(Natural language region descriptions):
=== Begin Enclosure ===

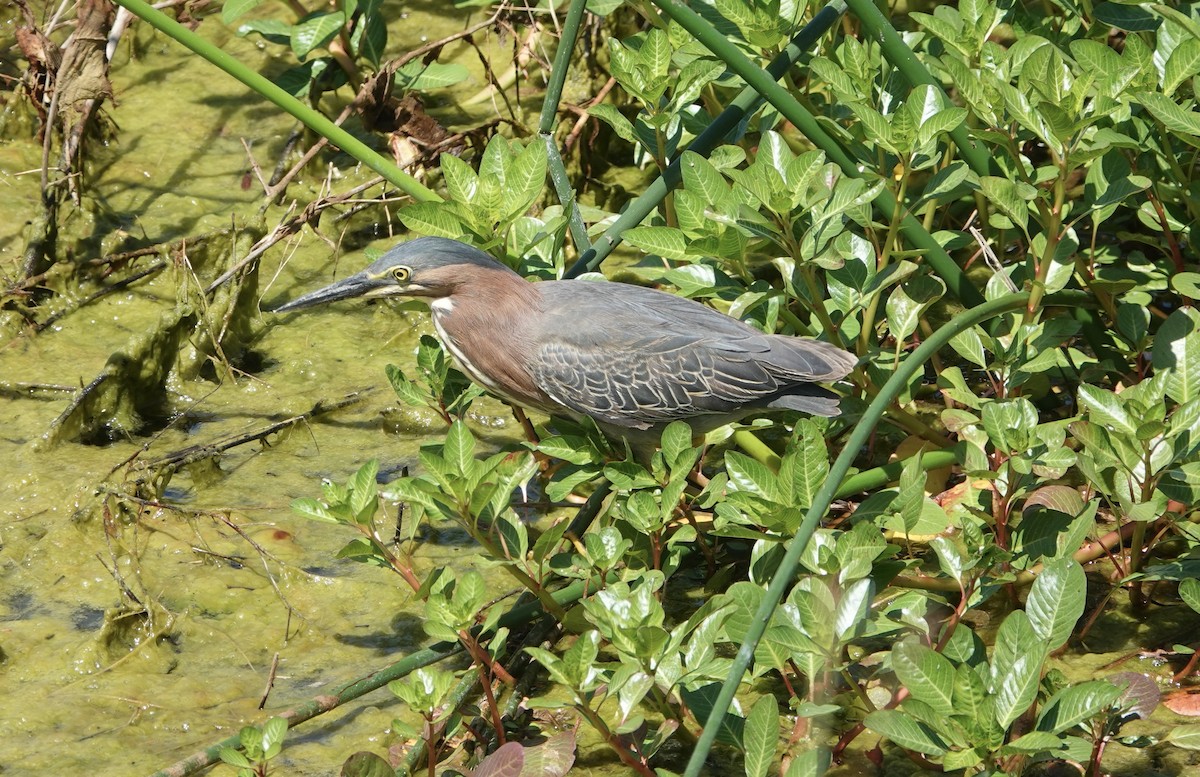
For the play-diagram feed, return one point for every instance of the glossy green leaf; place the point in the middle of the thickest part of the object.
(233, 8)
(906, 732)
(928, 675)
(1180, 120)
(664, 241)
(1075, 704)
(1181, 65)
(1177, 349)
(1009, 198)
(813, 763)
(1107, 409)
(315, 31)
(1189, 591)
(1056, 601)
(419, 76)
(1186, 736)
(761, 736)
(460, 447)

=== End Enclosure ===

(WHAT IS NEEDED):
For every line above, produce an exact transcription that omits the images.

(SOLUTION TO THE PROBLEM):
For the play-diagram feed, return one point for every instance of the glossy green leaf; place the point in the middle of the thickest part of the object.
(233, 8)
(906, 732)
(928, 675)
(1180, 120)
(664, 241)
(1075, 704)
(1181, 65)
(1177, 349)
(1009, 198)
(813, 763)
(1107, 409)
(315, 31)
(1189, 591)
(1056, 601)
(419, 76)
(1186, 736)
(761, 736)
(460, 447)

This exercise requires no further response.